> [EXCERPTED PASSAGE]:
========

Be Stroke Savvy

We all know when it comes to a heart attack, we need to act quickly in order to save lives. A stroke is really a ‘brain attack’ and requires the same quick action. “If you’re witnessing someone having stroke like symptoms, the goal is to call 911 and get them help fast,” says Dr. James Fleck, Neurologist at Indiana University Health Methodist Hospital.

There are two main types of stroke, explains Dr. Fleck:

  • Ischemic stroke: the most common type of stroke, this occurs when a blood vessel becomes blocked so that part of your brain doesn’t get it’s normal blood flow and doesn’t work well.
  • Hemorrhagic stroke: This occurs when a blood vessel leaks and causes bleeding problems of the brain.

It’s true that we can’t know when or where a stroke will strike, but we can learn as much as possible about stroke and take steps toward a healthy lifestyle. Dr. Fleck explains that risk factors for stroke are divided into modifiable risks (things we can do something about) and non-modifiable risks (things we can’t control).

Risk factors we can’t change:

  • Age: risk of stroke doubles every decade once you get to age 50
  • Gender: men are more likely to have a stroke
  • Family history: if someone in your family had a stroke, your risk is increased

Risk factors we can change:

  • High blood pressure
  • Smoking
  • High cholesterol
  • Diabetes
  • Excessive alcohol use

“There are a lot of things we can do to reduce our risk of stroke,” says Dr. Fleck, “but they are all things we should be doing anyway, to maintain a healthy lifestyle.”

Think FAST

Despite a healthy lifestyle, stroke can happen to anyone at any age. So how do you know if it’s really a stroke? The main thing to remember is that stroke symptoms are acute, meaning they begin suddenly rather than progressing over weeks or months.  It might be a stroke if you, or someone you know experiences quick onset of the following:

  • Weakness or numbness, typically on one side of their body
  • Inability to communicate, slurred speech or not understanding
  • Loss of coordination, making it hard to walk about
  • Dizziness

Think FAST if you suspect someone is having a stroke:

  • F (Face): If one side of a person’s face suddenly becomes droopy, that could be a sign of stroke.

========

> [WORK TO BE COMPLETED]: Reproduce the stroke article word for word, everything from "Be Stroke Savvy" down to "of the brain.".

> [DATA FOR REVIEW]:
========

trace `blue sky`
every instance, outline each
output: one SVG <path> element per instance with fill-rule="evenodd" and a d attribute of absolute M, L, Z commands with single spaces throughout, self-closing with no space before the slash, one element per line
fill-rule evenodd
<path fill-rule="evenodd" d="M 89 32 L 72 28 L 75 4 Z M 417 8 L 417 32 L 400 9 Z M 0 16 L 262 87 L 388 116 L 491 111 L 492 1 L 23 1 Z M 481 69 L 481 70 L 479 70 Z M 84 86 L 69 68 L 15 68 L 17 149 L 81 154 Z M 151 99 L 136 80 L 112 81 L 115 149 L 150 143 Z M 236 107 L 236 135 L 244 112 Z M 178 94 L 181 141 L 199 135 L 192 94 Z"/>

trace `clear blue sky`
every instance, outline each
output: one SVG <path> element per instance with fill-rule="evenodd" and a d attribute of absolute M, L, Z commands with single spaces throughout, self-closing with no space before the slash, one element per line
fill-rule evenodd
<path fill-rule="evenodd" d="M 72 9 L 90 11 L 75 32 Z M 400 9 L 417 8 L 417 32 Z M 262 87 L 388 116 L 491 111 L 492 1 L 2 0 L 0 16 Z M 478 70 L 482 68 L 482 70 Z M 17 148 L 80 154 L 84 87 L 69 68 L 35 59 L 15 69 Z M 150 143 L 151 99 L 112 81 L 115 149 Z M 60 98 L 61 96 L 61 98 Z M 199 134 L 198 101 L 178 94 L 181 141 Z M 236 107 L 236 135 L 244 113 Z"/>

========

> [ANSWER SPACE]:
Be Stroke Savvy

We all know when it comes to a heart attack, we need to act quickly in order to save lives. A stroke is really a ‘brain attack’ and requires the same quick action. “If you’re witnessing someone having stroke like symptoms, the goal is to call 911 and get them help fast,” says Dr. James Fleck, Neurologist at Indiana University Health Methodist Hospital.

There are two main types of stroke, explains Dr. Fleck:

  • Ischemic stroke: the most common type of stroke, this occurs when a blood vessel becomes blocked so that part of your brain doesn’t get it’s normal blood flow and doesn’t work well.
  • Hemorrhagic stroke: This occurs when a blood vessel leaks and causes bleeding problems of the brain.